▸ TASK DATA:
[start]

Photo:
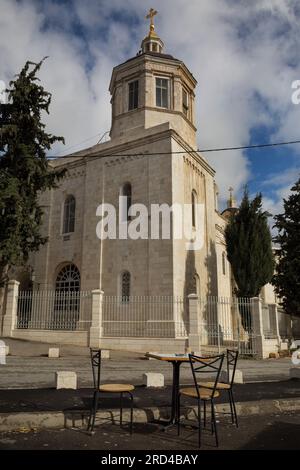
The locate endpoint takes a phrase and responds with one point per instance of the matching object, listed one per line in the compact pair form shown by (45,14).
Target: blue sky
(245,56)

[end]
[start]

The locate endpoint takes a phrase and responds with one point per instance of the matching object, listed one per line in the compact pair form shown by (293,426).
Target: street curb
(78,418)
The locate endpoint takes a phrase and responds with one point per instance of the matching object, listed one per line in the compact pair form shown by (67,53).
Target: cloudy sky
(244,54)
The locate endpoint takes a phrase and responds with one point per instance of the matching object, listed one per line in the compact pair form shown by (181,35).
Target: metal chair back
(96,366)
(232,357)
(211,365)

[end]

▸ TO DO: Find each line in the two blocks above that contains the word "object", and copy those lines.

▸ RESPONSE TO THE EXERCISE:
The locate endpoint takes a phrase and responds with one point per instance of the matching object, listed one per line in the compact pair form shown by (45,14).
The locate endpoint takes a phrase and responds with one point per instance of the matching object, listed one per line in the compact pair form shown by (293,426).
The locate endpoint takes a phrase and responds with one point per instance of the matching object, listed one per line in the compact pair form shown by (67,53).
The locate endpoint takes a phrase and responds with one point per instance of the matching object, listed one per line in the compact pair form shown by (181,35).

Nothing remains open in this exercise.